● Problem description
Copy out all of the data below word for word, omitting the pictures.

● Record list

====

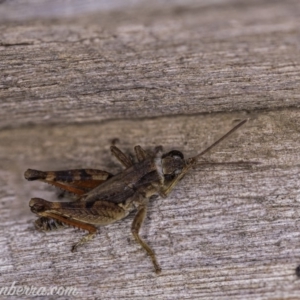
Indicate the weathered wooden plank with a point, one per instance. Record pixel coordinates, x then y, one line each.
150 62
226 231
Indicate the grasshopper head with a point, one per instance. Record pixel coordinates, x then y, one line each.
172 164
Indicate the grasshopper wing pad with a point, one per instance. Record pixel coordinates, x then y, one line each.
77 181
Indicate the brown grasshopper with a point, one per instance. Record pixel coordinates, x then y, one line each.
104 198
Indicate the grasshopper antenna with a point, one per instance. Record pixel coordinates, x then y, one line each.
193 160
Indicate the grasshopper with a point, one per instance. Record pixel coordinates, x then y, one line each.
103 198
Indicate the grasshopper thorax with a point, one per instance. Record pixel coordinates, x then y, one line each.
172 164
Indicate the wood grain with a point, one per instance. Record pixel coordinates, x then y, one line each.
177 75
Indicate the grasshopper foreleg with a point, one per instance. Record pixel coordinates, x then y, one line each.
135 228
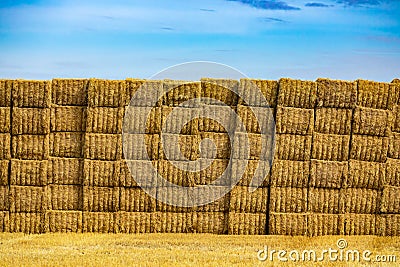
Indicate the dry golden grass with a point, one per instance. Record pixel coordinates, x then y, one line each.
170 249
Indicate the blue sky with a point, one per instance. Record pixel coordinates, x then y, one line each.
339 39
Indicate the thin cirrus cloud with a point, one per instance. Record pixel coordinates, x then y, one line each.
317 5
268 5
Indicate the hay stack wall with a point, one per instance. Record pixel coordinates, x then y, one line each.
336 167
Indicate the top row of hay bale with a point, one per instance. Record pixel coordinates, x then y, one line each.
118 93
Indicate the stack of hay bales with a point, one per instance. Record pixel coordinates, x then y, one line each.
330 154
362 192
65 168
249 204
390 205
291 166
30 128
137 209
5 152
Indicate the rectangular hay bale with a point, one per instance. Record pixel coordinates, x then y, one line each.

====

● Result of this exercise
Indicate the weathered wooden plank with a point, one per instance. Record pixel coordinates, x then y, one line each.
150 62
226 231
Indicate the grasshopper head with a point, one per instance. Record pixel coordinates, x then y, one line each.
172 164
Indicate the grasshopper wing pad with a point, one per instance. Record pixel coordinates, x then y, one line each.
77 181
Indicate the brown grasshopper with a point, one per instance. Record pixel coordinates, x then y, one line each.
104 198
Indicate the grasshopper antenna with a point, one per instance. Record pixel coordinates, x then y, one line each.
193 160
Indicate the grasshopper with a point, one per instance. Record pixel coordinates, x then y, one line each.
103 198
Indicate the grasshopper thorax with a point, one per instance. Record pixel coordinates, x then y, one line each.
172 164
Indicate the wood grain with a point, one per instance. Record pixel coordinates, x then y, one line each.
177 75
Indicate the grasshopper foreleg with a point, one per instance. Record pixel coordinates, x then y, one line each.
135 228
Indicate the dry golden grass with a point, one per instance. Record pixel coordinates, x then y, one line each.
170 249
Indicate the blue sky with a point, one per instance. Record pixel coordinates, x then y, one line each.
339 39
Indicate the thin cirrus cloud with a point, one per instance. Record pixel coordinates, x then y, one line each.
317 5
268 5
Indicate the hay stack wall with a point, one per instance. Record pixel coordinates, x then y, one line each.
336 167
Indicate the top row of hay bale with a point, one per instance. Record pixel coordinates, x then y, one line each.
118 93
Indicate the stack of hay bales with a point, one per instance. Record pixel coordinates, x then y, one line each.
330 154
362 192
65 168
249 204
390 205
291 166
30 128
137 209
5 152
Indicate the rectangular hay bale with a point, one per instance. Record pixel coordinates, x then y, one line each.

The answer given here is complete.